[Problem to solve] Retype each record below word for word. Leave the pictures out.

[Extracted records]
+ + + + + + +
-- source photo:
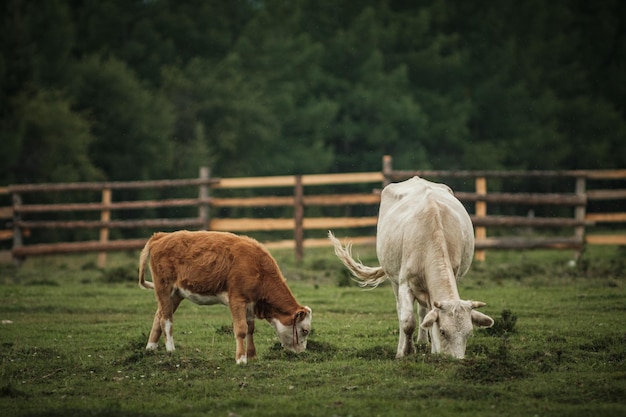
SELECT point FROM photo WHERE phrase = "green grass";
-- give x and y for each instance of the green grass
(75, 346)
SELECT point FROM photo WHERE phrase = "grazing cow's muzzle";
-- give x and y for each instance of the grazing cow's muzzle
(294, 337)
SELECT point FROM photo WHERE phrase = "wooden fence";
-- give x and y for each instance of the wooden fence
(569, 218)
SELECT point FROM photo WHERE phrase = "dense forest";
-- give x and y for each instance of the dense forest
(147, 89)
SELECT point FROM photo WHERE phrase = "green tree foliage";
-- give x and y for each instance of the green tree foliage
(132, 89)
(131, 123)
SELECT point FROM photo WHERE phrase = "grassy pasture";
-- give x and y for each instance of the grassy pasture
(73, 336)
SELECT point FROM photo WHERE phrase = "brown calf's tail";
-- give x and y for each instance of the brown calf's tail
(366, 276)
(143, 259)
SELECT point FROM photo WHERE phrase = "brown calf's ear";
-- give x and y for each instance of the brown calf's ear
(300, 315)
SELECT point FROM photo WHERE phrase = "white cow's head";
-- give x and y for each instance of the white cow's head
(450, 324)
(293, 335)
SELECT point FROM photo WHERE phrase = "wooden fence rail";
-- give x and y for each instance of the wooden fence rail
(216, 194)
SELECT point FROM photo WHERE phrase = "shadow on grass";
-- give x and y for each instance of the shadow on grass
(315, 352)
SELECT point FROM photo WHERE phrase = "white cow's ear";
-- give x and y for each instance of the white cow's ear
(481, 320)
(430, 319)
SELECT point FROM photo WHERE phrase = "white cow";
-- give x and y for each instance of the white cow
(424, 243)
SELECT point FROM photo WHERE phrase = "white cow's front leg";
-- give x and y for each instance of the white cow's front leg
(406, 319)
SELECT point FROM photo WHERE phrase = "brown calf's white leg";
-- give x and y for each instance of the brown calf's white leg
(250, 348)
(155, 332)
(240, 328)
(163, 323)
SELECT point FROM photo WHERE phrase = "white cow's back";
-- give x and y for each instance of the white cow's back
(408, 220)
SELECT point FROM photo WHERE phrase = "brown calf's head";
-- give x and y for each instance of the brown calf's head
(293, 331)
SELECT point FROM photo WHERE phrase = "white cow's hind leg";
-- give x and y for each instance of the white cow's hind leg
(406, 318)
(422, 335)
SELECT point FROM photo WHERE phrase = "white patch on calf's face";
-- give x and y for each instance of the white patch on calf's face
(286, 333)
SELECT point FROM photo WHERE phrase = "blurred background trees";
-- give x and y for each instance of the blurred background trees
(142, 89)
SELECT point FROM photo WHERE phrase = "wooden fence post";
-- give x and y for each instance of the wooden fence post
(203, 194)
(387, 168)
(17, 231)
(580, 212)
(298, 213)
(481, 211)
(105, 216)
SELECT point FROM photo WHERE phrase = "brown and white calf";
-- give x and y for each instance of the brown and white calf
(424, 243)
(222, 268)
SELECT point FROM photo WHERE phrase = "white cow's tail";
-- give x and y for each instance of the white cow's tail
(143, 259)
(366, 276)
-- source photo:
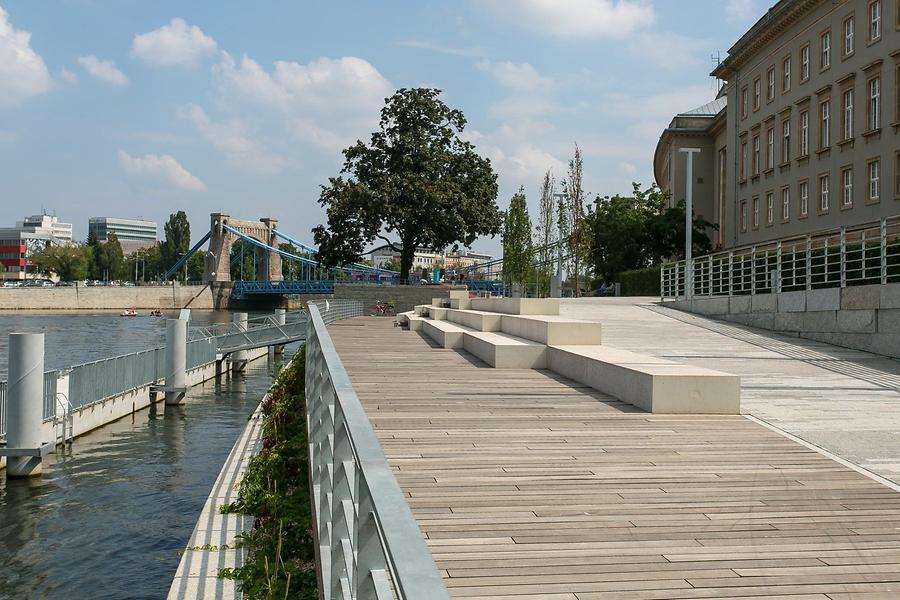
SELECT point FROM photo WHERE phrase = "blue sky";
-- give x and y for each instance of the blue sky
(135, 108)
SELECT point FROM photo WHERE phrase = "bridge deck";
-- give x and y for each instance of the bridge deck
(528, 486)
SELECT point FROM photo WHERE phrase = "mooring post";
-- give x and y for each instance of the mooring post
(25, 402)
(280, 319)
(176, 361)
(239, 358)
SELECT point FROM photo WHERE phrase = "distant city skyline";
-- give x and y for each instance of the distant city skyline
(140, 110)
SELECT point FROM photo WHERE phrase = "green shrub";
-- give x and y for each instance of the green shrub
(640, 282)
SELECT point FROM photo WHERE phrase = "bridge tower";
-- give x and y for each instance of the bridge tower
(218, 259)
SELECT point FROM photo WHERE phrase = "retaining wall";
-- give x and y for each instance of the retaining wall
(111, 297)
(863, 317)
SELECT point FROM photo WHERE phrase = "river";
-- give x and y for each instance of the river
(108, 518)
+ + + + + + +
[Written answer]
-- source photo:
SELECT point FROM photo WHERE phrase = "green grass";
-- give x and y for each instance of the green grass
(75, 346)
SELECT point FROM photo WHERE phrase = "grazing cow's muzzle";
-- give x and y for each instance of the grazing cow's muzzle
(294, 337)
SELECT point FROM photo WHERE phrase = "wooden fence";
-- give x and y for each instance of the wooden fence
(569, 218)
SELECT point FROM photo WHERE phrase = "dense forest";
-- give x and y for each instance of the dense forest
(147, 89)
SELECT point FROM photo WHERE phrase = "green tree foliage";
-- give x and y for each instance of the green tree foliage
(132, 89)
(131, 123)
SELECT point FROM photo WHERE phrase = "grassy pasture";
-- give x and y for each instance of the grassy pasture
(73, 336)
SELECT point FROM photo WHERE phrase = "brown calf's tail";
-- give x and y for each instance of the brown calf's tail
(366, 276)
(143, 259)
SELECT point FROM photo WHERE phrase = "brown calf's ear";
-- give x and y for each instance of the brown calf's ear
(300, 315)
SELECT point FROM photo WHERE phrase = "white cow's head";
-- give x and y for each instance of the white cow's head
(450, 324)
(293, 335)
SELECT point FROM photo WHERE phrase = "wooden fence rail";
-- give x and y for each instance of the wooden fence rail
(216, 194)
SELECT point FROM photo WHERE phrase = "shadow on grass";
-- give x and y for each instance of the shadow on grass
(315, 352)
SELECT point FROM photo WHERE phrase = "white cow's ear";
-- give x and y for each instance of the white cow's ear
(481, 320)
(430, 319)
SELECT point FROM photo WHERE phrase = "white cow";
-- give x and y for each instance of the white cow
(424, 243)
SELECT point FROM photo WHERE phrase = "white cow's front leg";
-- give x and y for each instance of the white cow's front leg
(406, 319)
SELECT point FROM photo WHERE phrase = "brown calf's white leg";
-- give x and y for each instance of the brown calf's white leg
(250, 348)
(155, 332)
(240, 328)
(163, 323)
SELECT point FROM photo WHERE phrase = "white cow's back";
-- give x and y for each instance of the white cow's back
(408, 220)
SELECT point FROM photo WHERE phrase = "brown calf's head";
-- give x and y for each instance of the brown calf's head
(293, 331)
SELECT point FROM photo WHERE phrase = "white cow's hind leg";
-- give x and y for each instance of the white cow's hind leg
(406, 318)
(422, 335)
SELECT point FROM photo WHERE phrase = "white patch on calf's face";
-- give x and y for each instance of the white patch on calf's face
(286, 333)
SELECT point FROM photo WHERE phrase = "blurred background trees";
-- give x and y for each instance of the blurred background trees
(142, 89)
SELECT point FROM photo WHERE phrase = "wooden fence post";
-- give x and y for each instance of the wooden fence post
(203, 194)
(387, 168)
(17, 231)
(580, 212)
(298, 213)
(481, 211)
(105, 216)
SELECT point FROM photo WHERE phrase = "brown and white calf";
-- give x and y for each instance of the brown and white calf
(424, 243)
(222, 268)
SELECT point FROM photo WHERE phrase = "white cow's tail";
-- give x and y for each instance of the white cow's tail
(143, 259)
(366, 276)
-- source photo:
SELECT point FROM photo WHERE phrase = "blue sky";
-- give x and y for each instance of the blue sky
(135, 108)
SELECT point FROM photo WHERE phrase = "bridge deck";
-- give x and y for each instance of the bridge deck
(528, 486)
SELECT point FROM photo WHERE phrase = "mooring post";
-- give x and y for each instance of the mooring post
(25, 402)
(280, 319)
(176, 361)
(239, 358)
SELECT point FROM photo WHERE phrase = "distant city skyline";
-- give x and y for each instance of the distant city skyline
(140, 110)
SELECT point FROM photo WHERE phrase = "green shrub";
-- give x and y for each instance of the green shrub
(640, 282)
SELECT point FROM photo WHERE phrase = "bridge tower";
-- give x and y for each instance of the bridge tower
(218, 259)
SELECT point FROM photo WHERE phrase = "retaining wall";
-- give x and y for each instance of the retaining wall
(111, 297)
(863, 317)
SELECT point FROM photo WHERE phrase = "river";
-- give x and y for each instance of the river
(108, 518)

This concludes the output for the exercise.